> _INSTRUCCIONES DE TAREAS_
a) Según el texto sobre la EM, ¿qué está desarrollando Lior Mayo en el laboratorio de Weiner?
b) Enumere todos los síntomas de Ann Romney que menciona el texto sobre la EM.

Otros trabajan para combatir la EM cuando la enfermedad ha pasado de la etapa de remitente-recurrente al estado de degeneración cerebral continua. Hay “muy poco que podemos hacer contra la EM progresiva”, explica Lior Mayo, joven neurólogo israelí que se unió al laboratorio de Weiner hace cinco años, donde está desarrollando una vacuna nasal para mejorar la capacidad autorreguladora del sistema inmunológico. Si su investigación rinde frutos, no habrá necesidad de agujas ni prolongadas infusiones, solo un rápido rocío en la mucosa nasal y, de allí, los anticuerpos viajarán al sistema inmunológico, donde impedirán ataques contra el sistema nervioso central.
Como casi todos los investigadores con quienes hablé, Mayo tiene grandes esperanzas e incertidumbres. Después de todo, el cerebro no revela fácilmente sus secretos.
Diagnóstico y despedida
Al inaugurarse los Juegos de Invierno de Salt Lake City 2002, la llama olímpica llegó en la mano de Ann Romney gracias a que su marido, Mitt, dirigía el comité de la ciudad para el acontecimiento deportivo. Sin embargo, la señora no transportó la antorcha mucho tiempo; tal vez apenas unos 300 metros. En cualquier caso, el recorrido fue trascendental porque, cuatro años antes, fue diagnosticada con la forma remitente-recurrente de EM. “Lo que nos depara su futuro, potencialmente, es una silla de ruedas”, declaró Mitt en entrevista con CNN el verano de 2012, cuando estaban por iniciar las Olimpiadas de Londres.
La breve carrera con la antorcha en Salt Lake City marcó un hito en la lucha personal de Ann Romney. “Supe entonces que estaría bien”, me dijo, poco después de anunciar su compromiso de recaudar 50 millones de dólares para el centro que lleva su nombre.
Romney revela que era una mujer “muy atlética y saludable”, una amazona consumada que crió cinco hijos. Su primer síntoma fue bastante inocuo y común: adormecimiento de la pierna derecha. Pensó que se había lastimado un nervio, pero luego hubo otras manifestaciones: pérdida del equilibrio, fatiga. Describió los síntomas a su hermano, James A. Davies, de profesión oftalmólogo y el consejo que recibió fue ominoso: “Necesitas consultar con un neurólogo.”
Romney acudió a un importante hospital de Boston, donde “el diagnóstico fue muy claro”. Sin embargo, no hubo una sensación de crisis. “Solo una palmadita en la espalda y: ‘Llámenos cuando se ponga peor’”, recuerda, incrédula, acerca del trato recibido. “Fue todo” (en Blindsided, Cohen describe la experiencia como “diagnóstico y despedida”).

> _DATOS PROPORCIONADOS_
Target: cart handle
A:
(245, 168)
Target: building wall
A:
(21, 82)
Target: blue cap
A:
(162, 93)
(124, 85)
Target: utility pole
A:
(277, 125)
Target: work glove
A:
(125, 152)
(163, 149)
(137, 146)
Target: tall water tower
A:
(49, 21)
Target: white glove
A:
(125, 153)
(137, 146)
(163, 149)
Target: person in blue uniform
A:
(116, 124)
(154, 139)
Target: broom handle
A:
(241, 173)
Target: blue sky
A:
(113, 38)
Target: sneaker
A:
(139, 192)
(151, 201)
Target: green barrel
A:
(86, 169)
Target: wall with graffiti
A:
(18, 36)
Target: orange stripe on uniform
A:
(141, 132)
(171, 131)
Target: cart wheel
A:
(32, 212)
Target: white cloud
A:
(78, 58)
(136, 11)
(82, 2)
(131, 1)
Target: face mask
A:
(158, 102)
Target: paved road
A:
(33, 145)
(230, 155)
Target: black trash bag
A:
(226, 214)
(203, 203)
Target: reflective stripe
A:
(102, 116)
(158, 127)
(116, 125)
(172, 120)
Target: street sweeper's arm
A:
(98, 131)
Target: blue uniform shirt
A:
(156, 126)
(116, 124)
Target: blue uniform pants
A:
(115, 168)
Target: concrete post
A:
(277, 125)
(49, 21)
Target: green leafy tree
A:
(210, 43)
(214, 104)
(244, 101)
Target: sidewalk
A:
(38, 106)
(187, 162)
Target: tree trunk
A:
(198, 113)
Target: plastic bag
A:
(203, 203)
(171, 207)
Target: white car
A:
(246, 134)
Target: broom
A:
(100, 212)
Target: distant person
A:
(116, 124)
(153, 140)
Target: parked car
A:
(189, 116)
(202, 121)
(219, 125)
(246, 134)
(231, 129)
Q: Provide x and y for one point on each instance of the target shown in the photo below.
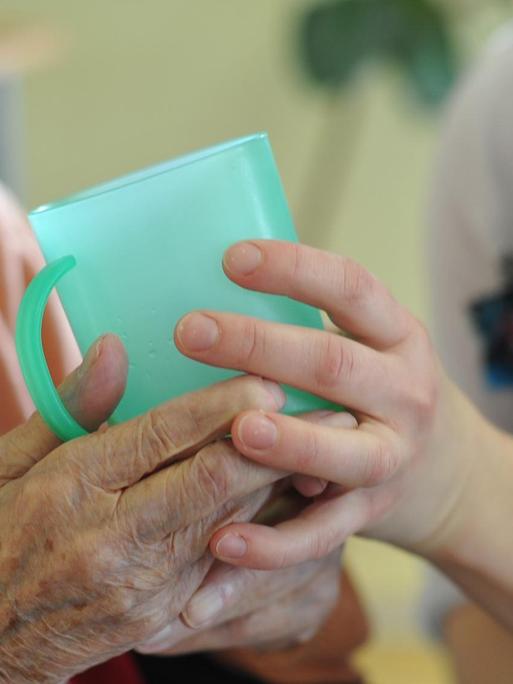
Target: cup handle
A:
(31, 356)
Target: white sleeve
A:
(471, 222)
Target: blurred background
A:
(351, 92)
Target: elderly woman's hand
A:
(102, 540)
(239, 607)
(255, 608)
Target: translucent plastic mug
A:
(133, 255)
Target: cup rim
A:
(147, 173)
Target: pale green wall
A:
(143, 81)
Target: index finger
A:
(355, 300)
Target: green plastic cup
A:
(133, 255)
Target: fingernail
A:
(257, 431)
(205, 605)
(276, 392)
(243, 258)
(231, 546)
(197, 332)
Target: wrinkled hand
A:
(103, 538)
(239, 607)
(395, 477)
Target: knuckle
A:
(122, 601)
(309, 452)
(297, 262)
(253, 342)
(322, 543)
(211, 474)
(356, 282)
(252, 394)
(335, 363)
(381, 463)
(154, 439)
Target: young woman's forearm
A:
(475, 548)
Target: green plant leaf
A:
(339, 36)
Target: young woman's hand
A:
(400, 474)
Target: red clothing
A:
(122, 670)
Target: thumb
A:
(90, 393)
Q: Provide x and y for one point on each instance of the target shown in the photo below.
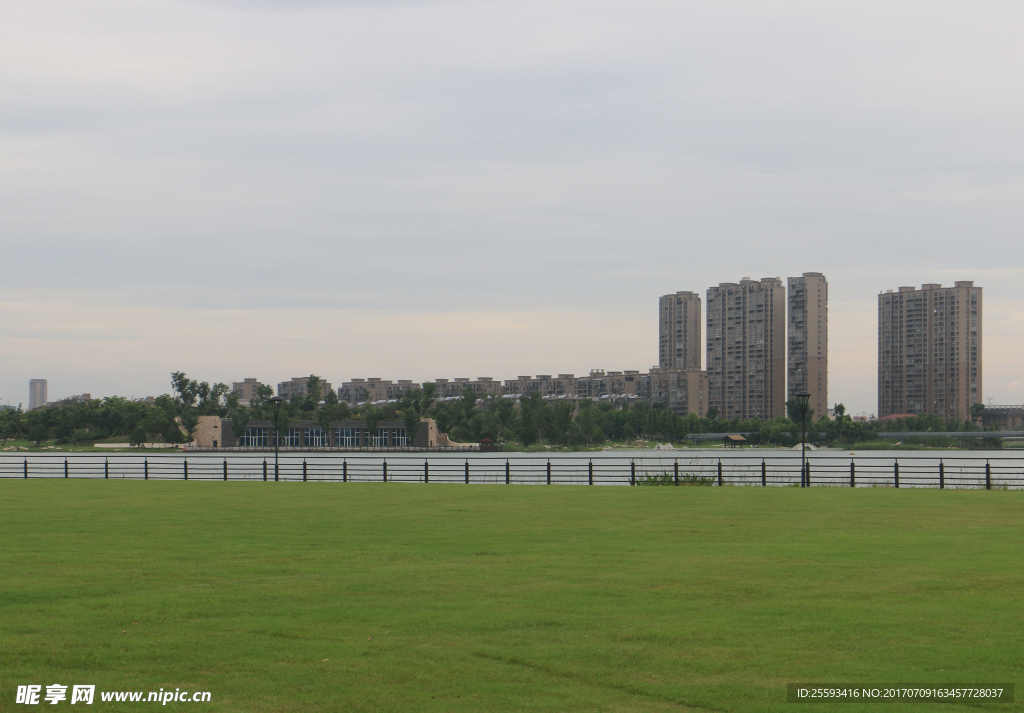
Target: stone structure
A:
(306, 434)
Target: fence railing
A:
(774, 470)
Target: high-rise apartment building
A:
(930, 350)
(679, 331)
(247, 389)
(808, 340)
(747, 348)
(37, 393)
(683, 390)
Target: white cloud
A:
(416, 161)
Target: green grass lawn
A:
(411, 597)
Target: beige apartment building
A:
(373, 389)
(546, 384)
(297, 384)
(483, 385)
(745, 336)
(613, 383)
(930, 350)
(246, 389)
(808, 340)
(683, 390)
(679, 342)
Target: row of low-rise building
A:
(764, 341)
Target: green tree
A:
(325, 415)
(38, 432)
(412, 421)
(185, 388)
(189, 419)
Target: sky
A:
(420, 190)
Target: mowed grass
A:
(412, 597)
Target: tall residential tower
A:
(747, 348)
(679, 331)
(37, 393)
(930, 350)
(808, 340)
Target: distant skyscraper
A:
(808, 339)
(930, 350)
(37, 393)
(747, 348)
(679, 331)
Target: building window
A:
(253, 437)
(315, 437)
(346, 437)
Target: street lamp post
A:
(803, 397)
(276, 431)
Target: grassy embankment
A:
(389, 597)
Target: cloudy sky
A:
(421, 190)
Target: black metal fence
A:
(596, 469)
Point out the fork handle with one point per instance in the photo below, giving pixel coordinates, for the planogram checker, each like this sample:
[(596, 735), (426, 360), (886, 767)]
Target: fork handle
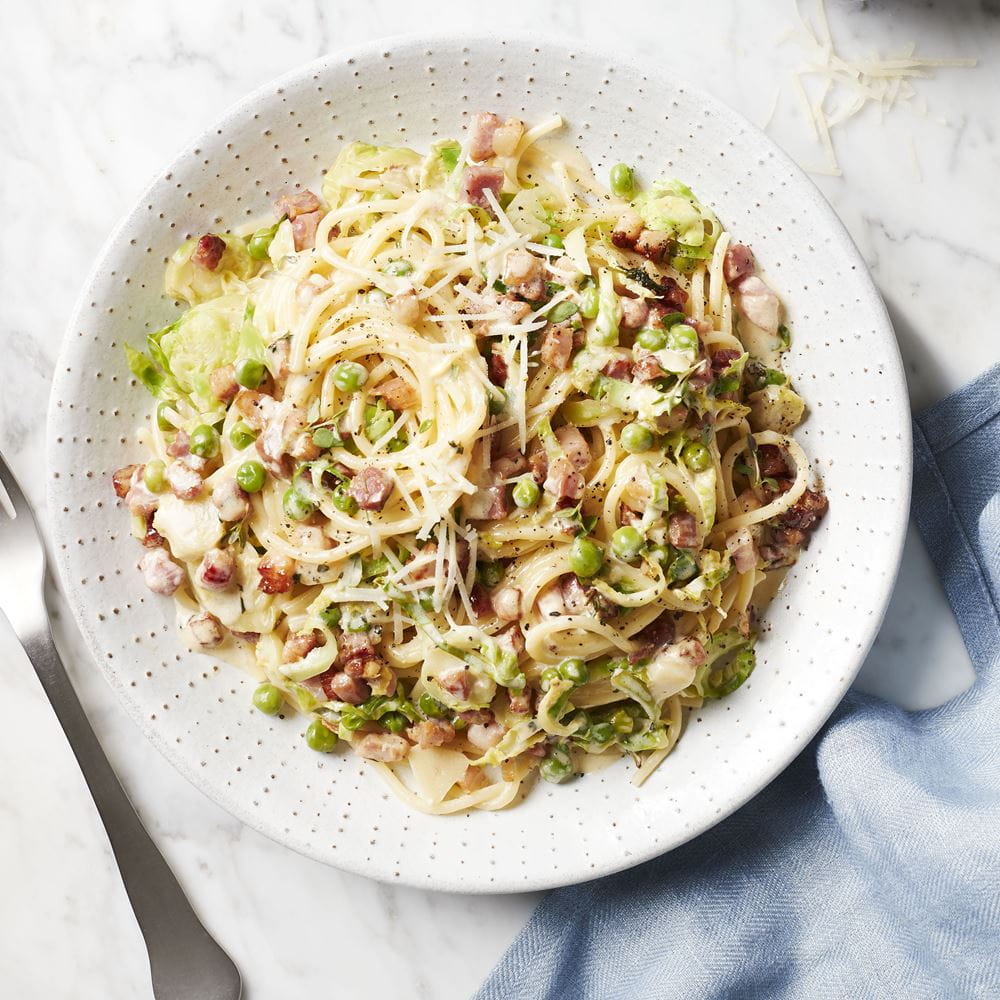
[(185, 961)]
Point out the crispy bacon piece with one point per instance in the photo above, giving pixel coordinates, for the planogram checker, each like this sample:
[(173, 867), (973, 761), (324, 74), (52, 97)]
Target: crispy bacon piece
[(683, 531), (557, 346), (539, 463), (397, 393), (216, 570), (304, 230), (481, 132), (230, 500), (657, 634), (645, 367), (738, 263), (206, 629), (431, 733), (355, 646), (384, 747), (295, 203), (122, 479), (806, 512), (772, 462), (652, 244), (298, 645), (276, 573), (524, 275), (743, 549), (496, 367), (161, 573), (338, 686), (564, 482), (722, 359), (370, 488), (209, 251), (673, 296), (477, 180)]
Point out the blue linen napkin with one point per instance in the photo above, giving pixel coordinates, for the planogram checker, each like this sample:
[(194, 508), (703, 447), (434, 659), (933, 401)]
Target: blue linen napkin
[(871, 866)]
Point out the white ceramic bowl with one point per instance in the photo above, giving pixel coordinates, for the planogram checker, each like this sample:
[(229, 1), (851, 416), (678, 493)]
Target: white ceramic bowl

> _RESPUESTAS EN ORDEN_
a) Una vacuna nasal para mejorar la capacidad autorreguladora del sistema inmunológico.

b) Adormecimiento de la pierna derecha, pérdida del equilibrio y fatiga.